◆ DANE DO ĆWICZENIA
■ ■ ■ ■ ■

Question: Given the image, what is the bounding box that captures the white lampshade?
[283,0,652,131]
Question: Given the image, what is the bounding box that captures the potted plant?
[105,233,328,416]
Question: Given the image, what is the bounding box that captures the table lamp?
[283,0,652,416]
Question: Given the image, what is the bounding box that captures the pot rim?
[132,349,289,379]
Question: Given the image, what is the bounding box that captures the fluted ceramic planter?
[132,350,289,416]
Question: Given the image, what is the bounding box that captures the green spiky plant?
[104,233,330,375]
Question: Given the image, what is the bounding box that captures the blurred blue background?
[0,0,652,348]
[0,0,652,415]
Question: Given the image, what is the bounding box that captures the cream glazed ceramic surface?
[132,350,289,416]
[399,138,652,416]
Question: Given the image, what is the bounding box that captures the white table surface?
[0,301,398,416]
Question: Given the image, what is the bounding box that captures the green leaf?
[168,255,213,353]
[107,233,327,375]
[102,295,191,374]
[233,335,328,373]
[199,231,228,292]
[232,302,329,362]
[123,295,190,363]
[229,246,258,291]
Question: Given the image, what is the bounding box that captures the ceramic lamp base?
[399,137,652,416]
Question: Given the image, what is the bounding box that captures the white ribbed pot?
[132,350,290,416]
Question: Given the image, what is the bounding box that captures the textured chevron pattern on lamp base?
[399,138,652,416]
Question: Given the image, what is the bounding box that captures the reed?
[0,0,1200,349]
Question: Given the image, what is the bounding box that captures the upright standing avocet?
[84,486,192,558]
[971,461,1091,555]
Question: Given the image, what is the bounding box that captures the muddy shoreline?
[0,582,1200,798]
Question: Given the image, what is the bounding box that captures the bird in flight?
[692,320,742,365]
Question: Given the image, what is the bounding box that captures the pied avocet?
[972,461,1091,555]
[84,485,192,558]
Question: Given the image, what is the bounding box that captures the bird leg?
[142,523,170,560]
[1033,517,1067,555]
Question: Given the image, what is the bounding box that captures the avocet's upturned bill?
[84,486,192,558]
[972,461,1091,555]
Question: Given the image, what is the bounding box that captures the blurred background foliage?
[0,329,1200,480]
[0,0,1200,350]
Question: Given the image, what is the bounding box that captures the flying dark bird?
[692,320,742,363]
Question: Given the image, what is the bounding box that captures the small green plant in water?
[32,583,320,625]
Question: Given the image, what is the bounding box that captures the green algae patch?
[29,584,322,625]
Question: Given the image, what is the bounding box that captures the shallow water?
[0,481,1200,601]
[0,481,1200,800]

■ ■ ■ ■ ■

◆ POLECENIE
Zmień w całej liście powyżej każde wystąpienie „bounding box” na „rectangle” i proszę przepisać ją w całości, nie ruszając niczego innego.

◆ ODPOWIEDŹ
Question: Given the image, what is the rectangle that captures the white lampshade?
[283,0,652,131]
Question: Given the image, what is the rectangle that captures the potted plant?
[105,233,328,416]
Question: Given the image, what is the rectangle that captures the table lamp?
[283,0,652,416]
Question: Given the image, what is the rectangle that captures the pot rim?
[132,349,289,379]
Question: Given the image, what is the rectangle that captures the fluted ceramic planter?
[132,350,289,416]
Question: Given the image, what is the rectangle that captures the green spiky plant?
[104,233,330,375]
Question: Given the image, what is the rectangle that captures the blurred blue background?
[0,0,652,348]
[0,0,652,415]
Question: Given the image, what is the rectangle that captures the cream glazed ceramic surface?
[132,350,289,416]
[399,138,652,416]
Question: Given the image, what is the rectangle that captures the white table surface?
[0,301,398,416]
Question: Given the image, what is the rectangle that captures the green leaf?
[168,255,213,353]
[107,233,327,375]
[102,295,191,374]
[233,335,328,373]
[199,231,228,292]
[232,302,329,362]
[123,295,190,363]
[229,246,258,291]
Question: Given the image, what is the rectangle that captures the ceramic lamp base?
[399,137,652,416]
Question: Given the image, what is the rectangle that captures the white ribbed pot?
[132,350,290,416]
Question: Given the image, what is the rectangle that captures the textured chevron pattern on lamp base?
[399,138,652,416]
Question: Given the image, what is the rectangle that captures the reed?
[0,0,1200,349]
Question: Given the image, what is the rectangle that captures the upright standing avocet?
[84,486,192,558]
[971,461,1091,555]
Question: Given the image, what is the rectangle that captures the muddy shoreline?
[0,582,1200,798]
Question: Given the image, what is the rectangle that captures the bird in flight?
[692,320,742,365]
Question: Given the image, what is the rectangle that captures the pied avocet?
[972,461,1091,555]
[84,485,192,558]
Question: Given the image, what is the rectangle that captures the bird leg?
[142,523,170,560]
[1033,517,1067,555]
Question: Given the image, what is the rectangle that captures the avocet's upturned bill?
[84,486,192,558]
[972,461,1091,555]
Question: Given the image, what is the rectangle that captures the blurred background foliage?
[0,329,1200,480]
[0,0,1200,350]
Question: Given the image, what is the rectangle that captures the flying dark bird?
[692,320,742,363]
Question: Given the image, what is the rectangle that captures the small green plant in water?
[32,583,320,625]
Question: Given the image, what is the rectangle that captures the green algae patch?
[29,584,322,625]
Question: Given the image, what is the rectangle that captures the shallow water?
[0,481,1200,601]
[0,481,1200,800]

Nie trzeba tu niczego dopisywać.